*Written task A*.
In the text on leaving an abusive relationship, what name does the writer give to the flood of emotions that comes after leaving?
*Written task B*.
Continue the text on leaving an abusive relationship, starting after its final sentence.

*Text block*.
===

When you leave an abusive or narcissistic person, the withdrawal feels as painful as weaning off heroin. It did for me, at least.

What happens is that you’ve been numb for so long.  You’ve not been allowed to feel any emotions.  If you do you’re told you’re ‘too sensitive’ or what you’re feeling is wrong.  Or any emotion you’ve expressed has been twisted to hurt you.

So, you’ve stopped feeling anything long ago.  You stopped trusting your gut.  You’ve put their needs and pains above your own.  You’ve been numb.

Now, you’ve left that abusive relationship, suddenly a flood of emotions pour out at once.  I have never sobbed like that before in my life.

I was so overwhelmed by the rawness of them.

I call this thawing out.   It happens because now we’re away from them, it’s safe to release our emotions that have been pent up for so long.  And as we’re away from the chaos and drama we’re still with ourselves for the first time – we’re not obsessively focussed on them.

As painful as I know they are, you need to feel these emotions. You need to thaw out.   To go cold turkey and feel the pain, in order to recover.  

Firstly you will feel totally devastated.  Utter despair, absolute shock and disbelief.  

I felt empty, I barely wanted to get out of bed and face the day.  I left physically sick. I couldn’t eat.  It’s as if we are going cold-turkey from a chemical addiction.

Psychologically, you are extremely raw and vulnerable.  Some people may feel so overwhelmed they even have thoughts of suicide.

You may feel you deserve this. That you are worthless. You are nobody without him.  Emotions will rise to the surface that you’ve never felt before and it is incredibly painful. It hurts like hell.

You may still go into denial.  You start to convince yourself that he or (she’s) living a happy life without you.  They might even be flaunting a new partner on Social Media.

So, you feel the need to prove that you’re having a great time too, because then they might want you back? You might go out drinking, partying, having mindless sex, in huge efforts to convince yourself and him that you are okay.

You even harbour thoughts of going back to them.  (Or you may try to replicate your previous relationship with another abusive one).

You may also feel intense jealousy.  You become obsessed with finding out who they are with, are they sleeping with anyone?  It only adds to your feelings of not being good enough and a failure.  Perhaps they were only like that with me?

You may also feel shame.  Too often we hide the extent of domestic abuse.   We minimise to others and deny to ourselves, just how bad the situation we are in is.   There is a deep feeling of embarrassment and shame.  Partly, as we believe it is our fault.

When I left, I felt I’d failed in my marriage.   I was embarrassed.  How could I have got myself into a violent relationship?  Why didn’t I walk away sooner? I felt shame that my child had been exposed to his anger.  And how other people would look at me.

I even remember one time where two old ladies loudly declared something along the lines of how disgusted they were at how young some mothers were.  I felt so ashamed.

I also had moments where I felt guilt.  I still believed he needed me and feared what would happen to him after I left.  Then when he tried to commit suicide, a psychiatrist even phoned me to tell me he needed to see me.  That my leaving him was what had caused it.   Thankfully, I was strong enough to know by then that I wasn’t to blame for his actions.

It’s hard enough when we feel guilt of our own.  But often they are very good at manipulating other people to believe they are the victim too. That we’re the crazy ones.  We also may feel guilt about our children.  How they’ve been exposed and affected by the abusive relationship.  And we didn’t protect them enough from it.

===

*Record set*.

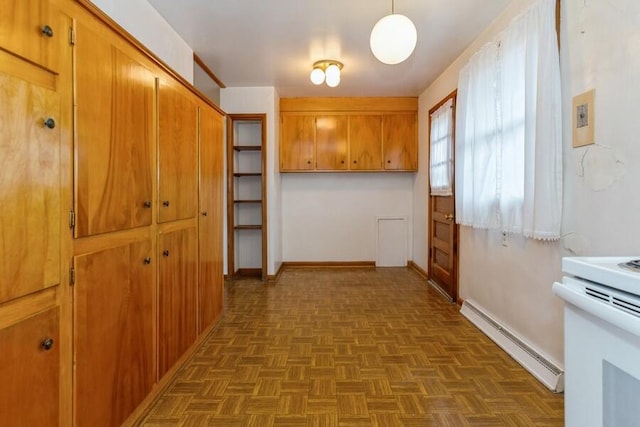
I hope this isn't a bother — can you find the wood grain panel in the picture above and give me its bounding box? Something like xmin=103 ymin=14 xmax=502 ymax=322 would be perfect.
xmin=0 ymin=0 xmax=60 ymax=71
xmin=382 ymin=114 xmax=418 ymax=170
xmin=349 ymin=115 xmax=382 ymax=170
xmin=316 ymin=115 xmax=349 ymax=170
xmin=198 ymin=107 xmax=224 ymax=332
xmin=74 ymin=240 xmax=156 ymax=427
xmin=0 ymin=307 xmax=60 ymax=427
xmin=75 ymin=21 xmax=155 ymax=237
xmin=158 ymin=228 xmax=198 ymax=377
xmin=158 ymin=80 xmax=198 ymax=222
xmin=280 ymin=114 xmax=315 ymax=171
xmin=0 ymin=62 xmax=63 ymax=302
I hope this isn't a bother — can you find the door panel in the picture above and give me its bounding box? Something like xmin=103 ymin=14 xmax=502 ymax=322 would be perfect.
xmin=75 ymin=25 xmax=155 ymax=237
xmin=74 ymin=241 xmax=155 ymax=427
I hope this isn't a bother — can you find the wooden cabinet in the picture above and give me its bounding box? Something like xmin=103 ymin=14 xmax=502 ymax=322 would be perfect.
xmin=315 ymin=115 xmax=349 ymax=170
xmin=75 ymin=24 xmax=155 ymax=237
xmin=74 ymin=240 xmax=156 ymax=427
xmin=349 ymin=115 xmax=382 ymax=171
xmin=158 ymin=228 xmax=198 ymax=377
xmin=382 ymin=113 xmax=418 ymax=171
xmin=280 ymin=98 xmax=418 ymax=172
xmin=198 ymin=106 xmax=224 ymax=332
xmin=0 ymin=307 xmax=60 ymax=427
xmin=158 ymin=80 xmax=198 ymax=222
xmin=280 ymin=114 xmax=315 ymax=172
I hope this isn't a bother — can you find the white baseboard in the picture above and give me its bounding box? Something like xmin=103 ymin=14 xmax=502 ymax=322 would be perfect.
xmin=460 ymin=300 xmax=564 ymax=393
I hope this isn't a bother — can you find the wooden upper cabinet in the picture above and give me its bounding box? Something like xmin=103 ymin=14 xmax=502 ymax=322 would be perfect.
xmin=0 ymin=0 xmax=62 ymax=71
xmin=349 ymin=115 xmax=382 ymax=171
xmin=198 ymin=107 xmax=224 ymax=332
xmin=315 ymin=115 xmax=349 ymax=170
xmin=0 ymin=307 xmax=60 ymax=427
xmin=74 ymin=240 xmax=157 ymax=427
xmin=75 ymin=25 xmax=155 ymax=237
xmin=158 ymin=228 xmax=198 ymax=377
xmin=158 ymin=80 xmax=198 ymax=222
xmin=280 ymin=114 xmax=315 ymax=171
xmin=382 ymin=113 xmax=418 ymax=171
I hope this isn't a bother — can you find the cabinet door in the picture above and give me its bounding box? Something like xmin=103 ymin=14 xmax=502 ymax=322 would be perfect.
xmin=74 ymin=241 xmax=155 ymax=427
xmin=0 ymin=0 xmax=62 ymax=71
xmin=349 ymin=115 xmax=382 ymax=170
xmin=316 ymin=115 xmax=349 ymax=170
xmin=0 ymin=44 xmax=65 ymax=303
xmin=0 ymin=307 xmax=60 ymax=427
xmin=75 ymin=25 xmax=155 ymax=237
xmin=158 ymin=228 xmax=198 ymax=377
xmin=198 ymin=107 xmax=224 ymax=332
xmin=382 ymin=113 xmax=418 ymax=170
xmin=158 ymin=81 xmax=198 ymax=222
xmin=280 ymin=114 xmax=315 ymax=172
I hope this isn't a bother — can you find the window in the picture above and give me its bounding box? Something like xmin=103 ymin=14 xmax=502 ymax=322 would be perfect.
xmin=456 ymin=0 xmax=562 ymax=239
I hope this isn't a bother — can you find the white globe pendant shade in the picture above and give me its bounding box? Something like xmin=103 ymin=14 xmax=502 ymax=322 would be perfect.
xmin=310 ymin=68 xmax=324 ymax=85
xmin=369 ymin=14 xmax=418 ymax=65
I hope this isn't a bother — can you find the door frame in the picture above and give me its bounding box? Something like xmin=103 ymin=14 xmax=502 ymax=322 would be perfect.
xmin=426 ymin=89 xmax=460 ymax=303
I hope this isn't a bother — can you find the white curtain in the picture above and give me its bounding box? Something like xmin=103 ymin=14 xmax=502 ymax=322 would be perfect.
xmin=429 ymin=99 xmax=453 ymax=196
xmin=456 ymin=0 xmax=562 ymax=239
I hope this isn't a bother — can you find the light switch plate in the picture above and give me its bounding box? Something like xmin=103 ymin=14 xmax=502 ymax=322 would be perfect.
xmin=572 ymin=89 xmax=596 ymax=148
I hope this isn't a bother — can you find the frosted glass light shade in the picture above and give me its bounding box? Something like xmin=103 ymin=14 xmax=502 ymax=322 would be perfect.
xmin=309 ymin=68 xmax=324 ymax=85
xmin=324 ymin=64 xmax=340 ymax=87
xmin=369 ymin=14 xmax=418 ymax=65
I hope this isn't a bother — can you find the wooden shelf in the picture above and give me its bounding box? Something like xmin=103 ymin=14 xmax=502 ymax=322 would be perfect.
xmin=233 ymin=225 xmax=262 ymax=230
xmin=233 ymin=145 xmax=262 ymax=151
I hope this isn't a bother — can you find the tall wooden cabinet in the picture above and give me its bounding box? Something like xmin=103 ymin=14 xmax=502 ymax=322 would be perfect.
xmin=0 ymin=0 xmax=224 ymax=427
xmin=227 ymin=114 xmax=267 ymax=280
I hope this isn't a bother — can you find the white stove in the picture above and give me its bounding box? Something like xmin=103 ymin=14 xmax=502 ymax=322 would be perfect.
xmin=553 ymin=256 xmax=640 ymax=427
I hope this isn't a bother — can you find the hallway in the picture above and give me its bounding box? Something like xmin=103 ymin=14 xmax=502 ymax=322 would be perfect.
xmin=140 ymin=268 xmax=563 ymax=427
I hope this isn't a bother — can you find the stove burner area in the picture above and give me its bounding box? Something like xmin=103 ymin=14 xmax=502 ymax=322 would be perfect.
xmin=618 ymin=259 xmax=640 ymax=273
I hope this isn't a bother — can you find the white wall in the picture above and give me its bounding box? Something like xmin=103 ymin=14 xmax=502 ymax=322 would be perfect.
xmin=282 ymin=173 xmax=413 ymax=262
xmin=220 ymin=87 xmax=282 ymax=275
xmin=92 ymin=0 xmax=193 ymax=83
xmin=414 ymin=0 xmax=640 ymax=364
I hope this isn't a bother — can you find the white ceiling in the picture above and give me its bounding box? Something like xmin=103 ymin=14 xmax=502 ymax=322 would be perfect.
xmin=149 ymin=0 xmax=511 ymax=97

===

*Task answer A*.
Thawing out.

*Task answer B*.
There were moments when I wanted to run back to him as I felt intense loneliness; the despair in the pit of my stomach when I thought about never seeing him ever again was gut-wrenching.  I believed I would never find happiness again, that it was too late for me.

I honestly believed no man would ever love me, particularly when I was only 23 and had another man’s child.  I convinced myself that men who would want a girl my age, would want children of their own, not take on a step-child.    I was wrong, by the way.

You go through periods where self-doubt creeps in.  Particularly, when you start to go back over old texts or emails and analysing them in minute detail.   ‘They really did love and need me’, you think.  ‘Perhaps I was a bit cold towards them.  I exaggerated things, like they say’.  You may even convince yourself that it was you who ruined the relationship.

There will be times when anger overwhelms you.   How could they have emotionally and/or physically abused me like that?  You finally see them for who they really are.  How you were used, manipulated, and brainwashed by them.  And you’ll feel angry at yourself for being so stupid as to have ignored the warning signs.  ‘Why didn’t I just walk away’?

It may hit you hard when you realise how much you have lost, including your innocence.  Now you wonder who you can trust. Your dreams of a wonderful future together have been shattered.  You shut yourself off, you can’t sleep yet you can barely get out of bed.  It’s important to seek professional help if you are experiencing any signs of depression.  Or if you are suffering from Post-Traumatic-Stress-Disorder, in which case even little things can trigger you.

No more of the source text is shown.